> **Reading text**

Amendment defunds grizzly transport, delists wolves

A U.S. Interior Department appropriations bill, just passed out of committee, includes an amendment from Rep. Dan Newhouse, R-Wash., that defunds transporting grizzly bears into the North Cascades, delists gray wolves and increases transparency of grazing permit monitoring.

Daan Wheat
Capital Press

The U.S. House Appropriations Committee has passed an Interior Department appropriations bill that included an amendment by Rep. Dan Newhouse, R-Wash., denying funding for transporting grizzly bears into the North Cascade Range.

The bill, approved June 6, provides annual funding for Interior, the Environmental Protection Agency, U.S. Forest Service, Indian Health Service and other agencies. The bill next goes to the House floor. The timing has not yet been determined.

“I have heard my constituents loud and clear on their opposition to transporting grizzly bears to the North Cascades and the rest of the federal government should take note of local communities’ voices as well,” Newhouse said.

Meanwhile, Eric Rickerson, Washington state supervisor of the U.S. Fish and Wildlife Service, said the USFWS and National Park Service will meet the week of June 11 to discuss comments received on the Draft Environmental Impact Statement of North Cascades grizzly bear plans. Soon thereafter, he said, staff will make a recommendation to superiors in the agencies.

The agencies will choose between taking no action or one of three action alternatives for relocating grizzlies to the North Cascades, he said. A final EIS will come out at the end of September.

Newhouse’s amendment also includes taking the gray wolf off the list of protected species by the end of fiscal year 2019, preserving the North Cascades Smokejumper Base in Winthrop, Wash., research on the disease transmission risk between domestic and bighorn sheep and greater USFS transparency in grazing permit monitoring.

The bill fully funds the 10-year average of Interior and USFS wildland firefighting and prevention at $3.9 billion, an additional $500 million for USFS fire suppression and $655 million for hazardous fuels management, which is $30 million above the fiscal year 2018 level.

The bill provides $500 million for payment in lieu of taxes — $35 million more than the budget request — for local governments in 49 states to help offset losses in property taxes due to nontaxable federal lands within their counties.

> **Records provided**
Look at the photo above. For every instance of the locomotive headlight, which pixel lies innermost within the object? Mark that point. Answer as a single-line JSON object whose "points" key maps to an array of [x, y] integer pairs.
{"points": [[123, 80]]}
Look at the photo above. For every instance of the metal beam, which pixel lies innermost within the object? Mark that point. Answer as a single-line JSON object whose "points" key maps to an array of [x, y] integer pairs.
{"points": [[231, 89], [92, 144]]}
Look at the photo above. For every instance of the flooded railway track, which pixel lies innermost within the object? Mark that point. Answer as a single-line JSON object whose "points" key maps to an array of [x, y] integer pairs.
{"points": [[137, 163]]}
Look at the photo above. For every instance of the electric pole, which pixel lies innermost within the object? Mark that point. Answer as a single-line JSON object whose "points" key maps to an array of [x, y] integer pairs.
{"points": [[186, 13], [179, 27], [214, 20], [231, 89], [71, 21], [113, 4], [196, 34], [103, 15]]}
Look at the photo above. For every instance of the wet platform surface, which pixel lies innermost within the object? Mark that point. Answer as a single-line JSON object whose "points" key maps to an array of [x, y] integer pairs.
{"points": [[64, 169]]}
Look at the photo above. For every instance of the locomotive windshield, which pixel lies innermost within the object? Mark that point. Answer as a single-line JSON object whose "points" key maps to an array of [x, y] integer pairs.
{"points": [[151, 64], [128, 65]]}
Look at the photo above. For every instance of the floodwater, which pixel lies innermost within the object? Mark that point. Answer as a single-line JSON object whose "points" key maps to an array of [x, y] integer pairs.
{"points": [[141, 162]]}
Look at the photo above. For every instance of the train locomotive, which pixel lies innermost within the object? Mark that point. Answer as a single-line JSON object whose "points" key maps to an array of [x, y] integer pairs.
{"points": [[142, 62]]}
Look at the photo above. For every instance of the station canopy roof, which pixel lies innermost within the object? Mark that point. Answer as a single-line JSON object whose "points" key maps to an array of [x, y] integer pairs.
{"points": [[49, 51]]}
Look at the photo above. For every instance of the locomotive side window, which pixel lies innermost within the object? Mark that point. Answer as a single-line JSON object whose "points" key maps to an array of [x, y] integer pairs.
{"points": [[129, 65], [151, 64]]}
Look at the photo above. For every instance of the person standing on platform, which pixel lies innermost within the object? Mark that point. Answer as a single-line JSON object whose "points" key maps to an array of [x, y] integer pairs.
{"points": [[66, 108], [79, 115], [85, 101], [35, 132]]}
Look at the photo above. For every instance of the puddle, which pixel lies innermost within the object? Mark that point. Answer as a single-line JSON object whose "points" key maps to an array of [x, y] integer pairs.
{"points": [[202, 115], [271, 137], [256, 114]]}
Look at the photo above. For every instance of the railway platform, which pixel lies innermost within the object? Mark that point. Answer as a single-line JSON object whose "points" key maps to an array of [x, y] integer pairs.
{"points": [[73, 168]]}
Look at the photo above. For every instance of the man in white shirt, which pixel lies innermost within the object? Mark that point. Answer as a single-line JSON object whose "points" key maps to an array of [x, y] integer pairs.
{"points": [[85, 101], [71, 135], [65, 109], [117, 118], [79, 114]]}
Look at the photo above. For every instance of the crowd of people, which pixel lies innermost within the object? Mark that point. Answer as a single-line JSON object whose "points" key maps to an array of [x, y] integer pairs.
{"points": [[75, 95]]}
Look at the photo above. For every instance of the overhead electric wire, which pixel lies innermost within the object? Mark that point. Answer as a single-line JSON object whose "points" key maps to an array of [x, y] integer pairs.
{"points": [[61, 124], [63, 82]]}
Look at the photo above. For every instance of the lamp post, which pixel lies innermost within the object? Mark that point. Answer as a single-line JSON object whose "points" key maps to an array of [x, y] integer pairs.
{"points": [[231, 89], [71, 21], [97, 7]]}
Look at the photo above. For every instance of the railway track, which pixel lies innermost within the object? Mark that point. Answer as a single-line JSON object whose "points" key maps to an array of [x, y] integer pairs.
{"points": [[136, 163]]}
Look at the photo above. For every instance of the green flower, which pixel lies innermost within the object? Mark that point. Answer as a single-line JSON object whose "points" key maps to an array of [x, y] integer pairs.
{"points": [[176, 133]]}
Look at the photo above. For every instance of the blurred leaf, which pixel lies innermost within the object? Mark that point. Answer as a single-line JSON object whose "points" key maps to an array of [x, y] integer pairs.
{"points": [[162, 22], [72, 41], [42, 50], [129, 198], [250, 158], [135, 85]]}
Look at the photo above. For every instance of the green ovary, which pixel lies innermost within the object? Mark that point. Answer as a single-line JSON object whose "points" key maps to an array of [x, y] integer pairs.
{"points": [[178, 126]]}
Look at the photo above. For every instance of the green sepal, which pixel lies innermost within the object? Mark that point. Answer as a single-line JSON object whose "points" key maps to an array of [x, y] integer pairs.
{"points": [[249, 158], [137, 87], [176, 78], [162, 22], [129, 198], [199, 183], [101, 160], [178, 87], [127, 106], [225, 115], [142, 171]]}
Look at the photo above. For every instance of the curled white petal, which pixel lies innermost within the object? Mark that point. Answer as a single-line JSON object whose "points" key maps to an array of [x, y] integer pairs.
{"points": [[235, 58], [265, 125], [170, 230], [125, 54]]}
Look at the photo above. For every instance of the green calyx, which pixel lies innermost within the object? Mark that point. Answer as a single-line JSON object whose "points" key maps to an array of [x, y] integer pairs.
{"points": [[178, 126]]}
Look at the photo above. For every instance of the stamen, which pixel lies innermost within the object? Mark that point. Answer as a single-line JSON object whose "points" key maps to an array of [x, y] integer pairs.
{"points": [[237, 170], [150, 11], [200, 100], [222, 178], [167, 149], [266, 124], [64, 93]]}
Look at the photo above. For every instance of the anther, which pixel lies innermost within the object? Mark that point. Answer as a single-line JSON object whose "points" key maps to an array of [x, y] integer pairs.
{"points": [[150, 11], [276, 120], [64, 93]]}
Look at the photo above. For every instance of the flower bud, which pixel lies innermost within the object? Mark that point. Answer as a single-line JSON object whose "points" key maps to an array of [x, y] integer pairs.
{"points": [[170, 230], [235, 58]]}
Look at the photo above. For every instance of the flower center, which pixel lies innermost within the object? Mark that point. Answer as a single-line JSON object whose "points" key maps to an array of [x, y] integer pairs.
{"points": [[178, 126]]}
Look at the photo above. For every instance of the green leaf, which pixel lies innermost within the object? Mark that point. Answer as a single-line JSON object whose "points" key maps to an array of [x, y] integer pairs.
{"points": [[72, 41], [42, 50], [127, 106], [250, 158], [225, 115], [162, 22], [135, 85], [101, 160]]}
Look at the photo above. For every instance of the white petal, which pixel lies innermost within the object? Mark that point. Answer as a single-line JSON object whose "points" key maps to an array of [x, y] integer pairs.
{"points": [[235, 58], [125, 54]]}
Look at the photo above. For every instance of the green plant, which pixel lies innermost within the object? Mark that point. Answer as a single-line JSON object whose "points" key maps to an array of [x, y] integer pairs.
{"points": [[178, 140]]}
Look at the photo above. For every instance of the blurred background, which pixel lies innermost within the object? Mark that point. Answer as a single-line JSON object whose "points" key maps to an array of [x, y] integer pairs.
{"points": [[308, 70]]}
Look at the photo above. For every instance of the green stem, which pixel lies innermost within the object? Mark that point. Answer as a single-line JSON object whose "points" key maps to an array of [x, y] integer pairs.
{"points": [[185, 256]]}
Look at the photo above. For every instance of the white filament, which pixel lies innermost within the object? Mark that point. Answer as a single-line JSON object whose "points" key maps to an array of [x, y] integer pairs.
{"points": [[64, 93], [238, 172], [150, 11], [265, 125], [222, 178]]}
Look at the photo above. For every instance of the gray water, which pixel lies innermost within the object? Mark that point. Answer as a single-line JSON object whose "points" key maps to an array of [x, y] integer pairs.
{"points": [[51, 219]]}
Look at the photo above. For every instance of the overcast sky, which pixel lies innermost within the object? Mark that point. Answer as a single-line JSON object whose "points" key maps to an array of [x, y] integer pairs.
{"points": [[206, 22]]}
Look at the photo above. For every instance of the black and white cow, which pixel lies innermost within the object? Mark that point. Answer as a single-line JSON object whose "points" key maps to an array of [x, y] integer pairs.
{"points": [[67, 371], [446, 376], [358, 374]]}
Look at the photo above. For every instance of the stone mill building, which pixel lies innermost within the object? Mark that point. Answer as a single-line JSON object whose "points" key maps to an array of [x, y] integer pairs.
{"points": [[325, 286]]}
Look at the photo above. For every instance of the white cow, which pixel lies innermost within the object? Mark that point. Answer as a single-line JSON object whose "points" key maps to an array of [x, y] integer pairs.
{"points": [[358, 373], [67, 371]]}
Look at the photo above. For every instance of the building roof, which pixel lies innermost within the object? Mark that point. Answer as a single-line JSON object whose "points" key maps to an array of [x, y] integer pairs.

> **Complete the following**
(A) List the agencies that the article names as receiving annual funding from the bill.
(B) Copy word for word the part of the article that begins with the words "The agencies will" and ends after the words "in grazing permit monitoring.".
The records have nothing to do with the article.

> **Solved tasks**
(A)
- Interior
- Environmental Protection Agency
- U.S. Forest Service
- Indian Health Service

(B)
The agencies will choose between taking no action or one of three action alternatives for relocating grizzlies to the North Cascades, he said. A final EIS will come out at the end of September.

Newhouse’s amendment also includes taking the gray wolf off the list of protected species by the end of fiscal year 2019, preserving the North Cascades Smokejumper Base in Winthrop, Wash., research on the disease transmission risk between domestic and bighorn sheep and greater USFS transparency in grazing permit monitoring.